## Set task
Substitute "short description" for "noun phrase" throughout the entries below, changing nothing else, and leave the pictures out.

** Begin Data extract **

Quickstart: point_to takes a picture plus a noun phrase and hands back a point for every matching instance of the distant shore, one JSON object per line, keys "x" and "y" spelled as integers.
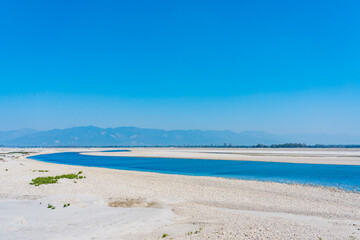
{"x": 117, "y": 204}
{"x": 290, "y": 155}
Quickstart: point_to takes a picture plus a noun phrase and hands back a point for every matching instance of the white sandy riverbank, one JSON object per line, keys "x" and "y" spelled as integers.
{"x": 318, "y": 156}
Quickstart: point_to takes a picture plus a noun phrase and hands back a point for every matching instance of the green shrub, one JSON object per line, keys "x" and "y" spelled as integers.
{"x": 50, "y": 180}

** End Data extract **

## Exercise result
Quickstart: point_to takes a picture plus a short description and hands back a point for every matching instance of the distant shore, one JSON object per line, keys "x" and "y" spelled as integers.
{"x": 117, "y": 204}
{"x": 290, "y": 155}
Quickstart: point_to takes a picture plus a short description and hands back a point for every matching instance of the white sandy riverbank, one JSON object per line, keys "x" and "y" spelled as integers.
{"x": 318, "y": 156}
Quickstart: point_to takes a picture plus a short description and hands back a point for every matching instance of the green shrub, one JSON object per line, keys "x" and "y" spelled as integers.
{"x": 50, "y": 180}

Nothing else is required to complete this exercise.